=== EXTRACTED MATERIAL ===
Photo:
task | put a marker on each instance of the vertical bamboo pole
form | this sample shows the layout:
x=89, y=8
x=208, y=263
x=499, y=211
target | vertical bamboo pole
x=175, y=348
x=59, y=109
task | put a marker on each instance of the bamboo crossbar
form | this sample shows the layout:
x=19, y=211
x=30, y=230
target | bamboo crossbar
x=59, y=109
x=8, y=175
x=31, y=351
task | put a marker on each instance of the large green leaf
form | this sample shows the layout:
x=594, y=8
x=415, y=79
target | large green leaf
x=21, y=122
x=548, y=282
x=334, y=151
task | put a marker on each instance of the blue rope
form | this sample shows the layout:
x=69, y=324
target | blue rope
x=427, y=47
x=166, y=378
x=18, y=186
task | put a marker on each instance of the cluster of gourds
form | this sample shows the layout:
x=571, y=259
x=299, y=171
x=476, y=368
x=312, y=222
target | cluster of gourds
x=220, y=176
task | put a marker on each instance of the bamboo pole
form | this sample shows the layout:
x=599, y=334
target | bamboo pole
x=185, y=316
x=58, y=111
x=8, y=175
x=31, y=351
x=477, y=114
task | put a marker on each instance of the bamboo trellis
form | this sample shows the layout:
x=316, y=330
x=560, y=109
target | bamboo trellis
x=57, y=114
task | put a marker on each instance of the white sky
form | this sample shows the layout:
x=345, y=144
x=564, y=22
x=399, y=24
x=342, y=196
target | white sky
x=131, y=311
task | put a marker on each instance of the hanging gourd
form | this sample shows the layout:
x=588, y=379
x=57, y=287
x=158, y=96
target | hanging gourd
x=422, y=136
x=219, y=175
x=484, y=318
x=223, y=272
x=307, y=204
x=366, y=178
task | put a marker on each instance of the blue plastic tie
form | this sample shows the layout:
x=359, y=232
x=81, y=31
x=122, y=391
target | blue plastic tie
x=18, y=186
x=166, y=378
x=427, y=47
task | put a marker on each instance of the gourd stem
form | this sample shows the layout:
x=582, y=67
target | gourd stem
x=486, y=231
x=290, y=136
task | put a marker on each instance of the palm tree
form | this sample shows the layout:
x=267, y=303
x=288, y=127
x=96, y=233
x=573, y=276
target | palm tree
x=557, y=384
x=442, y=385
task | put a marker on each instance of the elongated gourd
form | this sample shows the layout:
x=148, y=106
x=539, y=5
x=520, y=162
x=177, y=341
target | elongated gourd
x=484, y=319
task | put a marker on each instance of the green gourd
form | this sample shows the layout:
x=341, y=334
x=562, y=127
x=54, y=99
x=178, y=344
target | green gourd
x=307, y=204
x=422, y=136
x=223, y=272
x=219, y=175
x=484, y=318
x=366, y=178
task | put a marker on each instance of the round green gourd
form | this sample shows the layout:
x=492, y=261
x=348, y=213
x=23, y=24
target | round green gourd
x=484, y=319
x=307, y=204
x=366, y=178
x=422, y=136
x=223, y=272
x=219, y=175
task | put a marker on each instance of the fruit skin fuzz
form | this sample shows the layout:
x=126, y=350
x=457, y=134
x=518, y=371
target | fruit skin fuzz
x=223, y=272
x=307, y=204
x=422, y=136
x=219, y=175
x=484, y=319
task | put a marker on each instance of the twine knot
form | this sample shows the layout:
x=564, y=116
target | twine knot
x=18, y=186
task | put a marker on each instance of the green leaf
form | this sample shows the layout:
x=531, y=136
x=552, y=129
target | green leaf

=== SHORT PROBLEM ===
Swap "bamboo" for "wooden" in the records, beginning at the line that has "task | put a marker on each instance of the cluster" and stopping after the line that has "x=57, y=114". Give back only those lines, with nothing else changed.

=== TASK ANSWER ===
task | put a marker on each instance of the cluster of gourds
form | this sample shows the layout:
x=571, y=259
x=299, y=171
x=476, y=368
x=312, y=222
target | cluster of gourds
x=220, y=176
task | put a marker on each instance of the wooden pole
form | this sample shows the layout:
x=599, y=334
target | wooden pole
x=185, y=316
x=58, y=111
x=8, y=175
x=31, y=351
x=477, y=114
task | put a marker on each instance of the wooden trellis
form | this sample shows the layout:
x=316, y=330
x=560, y=109
target | wooden trellis
x=57, y=114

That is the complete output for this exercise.